Problem: Reproduce the following data verbatim, keeping every line and character unchanged.

◆ ◆ ◆ ◆ ◆

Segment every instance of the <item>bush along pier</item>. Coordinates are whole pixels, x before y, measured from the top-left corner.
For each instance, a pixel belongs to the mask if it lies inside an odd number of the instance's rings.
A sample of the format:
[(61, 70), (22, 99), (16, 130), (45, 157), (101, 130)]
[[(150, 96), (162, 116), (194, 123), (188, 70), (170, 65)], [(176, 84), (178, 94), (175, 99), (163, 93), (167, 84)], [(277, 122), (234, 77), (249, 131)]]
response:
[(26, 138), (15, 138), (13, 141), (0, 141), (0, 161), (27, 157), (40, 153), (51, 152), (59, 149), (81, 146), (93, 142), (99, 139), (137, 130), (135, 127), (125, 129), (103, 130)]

◆ ◆ ◆ ◆ ◆

Solution below:
Segment every instance of the <item>bush along pier</item>. Coordinates are whole pixels, x before y, measured from the top-left corner.
For each instance, a pixel belongs to the mask if it lies inside an odd number of the instance's rings.
A sample of the format:
[(61, 70), (22, 99), (16, 130), (45, 157), (101, 130)]
[[(150, 96), (162, 116), (194, 123), (188, 70), (170, 65)], [(176, 84), (178, 94), (175, 99), (163, 93), (167, 84)], [(277, 122), (234, 77), (249, 131)]]
response:
[(26, 138), (15, 138), (13, 141), (0, 141), (0, 161), (27, 157), (40, 153), (51, 152), (59, 149), (81, 146), (93, 142), (99, 139), (137, 130), (135, 127), (125, 129), (103, 130)]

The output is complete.